**Text excerpt:**
Google Showing Shopping Results Without Explicit Search Intent?

The tnooz blog reported that after searching for [hotels] off the Google home page, he was shown hotel room prices directly in the search results. Here is a screen capture:

Hotel Prices in Google

Now, we know Google was testing hotel prices in Google Maps via AdWords but these are prices directly in the organic results.

How is this possible? If you look closely, you will see that the search results come from a shopping search filter that was set to on. Tnooz blog said that Google automatically set the user to the shopping search results, without the user requesting for this to be specifically on. They said, “the screen grabs were from Google Shopping – a service which includes prices but is obtained by filtering results AFTER an initial search is been carried out.” Google told the blog that Google runs tests and this may be one of those tests.

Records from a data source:
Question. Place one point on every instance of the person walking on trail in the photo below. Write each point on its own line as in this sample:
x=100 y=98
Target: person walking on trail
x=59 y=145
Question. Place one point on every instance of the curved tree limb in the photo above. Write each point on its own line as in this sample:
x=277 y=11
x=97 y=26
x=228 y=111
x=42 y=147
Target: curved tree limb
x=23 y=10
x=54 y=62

* * *

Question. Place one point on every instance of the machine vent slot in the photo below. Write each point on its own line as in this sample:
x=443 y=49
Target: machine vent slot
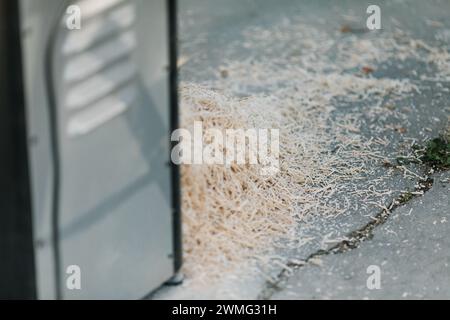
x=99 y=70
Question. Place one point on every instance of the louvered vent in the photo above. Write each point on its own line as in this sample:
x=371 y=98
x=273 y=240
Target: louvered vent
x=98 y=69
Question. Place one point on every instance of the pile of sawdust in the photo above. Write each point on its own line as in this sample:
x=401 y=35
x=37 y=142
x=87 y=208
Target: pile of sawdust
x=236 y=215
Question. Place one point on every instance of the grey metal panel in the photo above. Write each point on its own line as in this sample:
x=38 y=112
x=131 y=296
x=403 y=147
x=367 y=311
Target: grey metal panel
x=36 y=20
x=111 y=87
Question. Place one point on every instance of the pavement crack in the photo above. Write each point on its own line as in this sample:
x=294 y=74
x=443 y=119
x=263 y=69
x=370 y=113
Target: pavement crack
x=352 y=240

**Directions:**
(a) Answer these about the Google shopping results text:
(i) What search did the tnooz blog run from the Google home page?
(ii) In which Google service was Google already testing hotel prices via AdWords?
(iii) What did Google tell the blog?
(b) Please scale the records between the lines holding "Question. Place one point on every instance of the pile" and "x=352 y=240", inclusive, and give only those lines again, requests included. Multiply every coordinate in the answers by 2.1 and round to whole numbers, with halves going up. Leave the coordinates in the requests' format samples unchanged.

**Expected answers:**
(a)
(i) [hotels]
(ii) Google Maps
(iii) That Google runs tests and this may be one of those tests.

(b)
Question. Place one point on every instance of the pile of sawdust in the photo above. Write each point on its own line as in this sample:
x=401 y=35
x=37 y=142
x=87 y=208
Target: pile of sawdust
x=496 y=452
Question. Place one point on every instance of the grey metal panel in the photo above. Write each point on its own line as in this sample:
x=38 y=112
x=131 y=296
x=403 y=147
x=367 y=311
Target: grey metal panel
x=76 y=42
x=233 y=183
Question. Place one point on every instance of the pavement crack in the photo above. Write each point on its own line as in this sample:
x=294 y=74
x=443 y=119
x=263 y=69
x=370 y=113
Target: pavement crack
x=739 y=504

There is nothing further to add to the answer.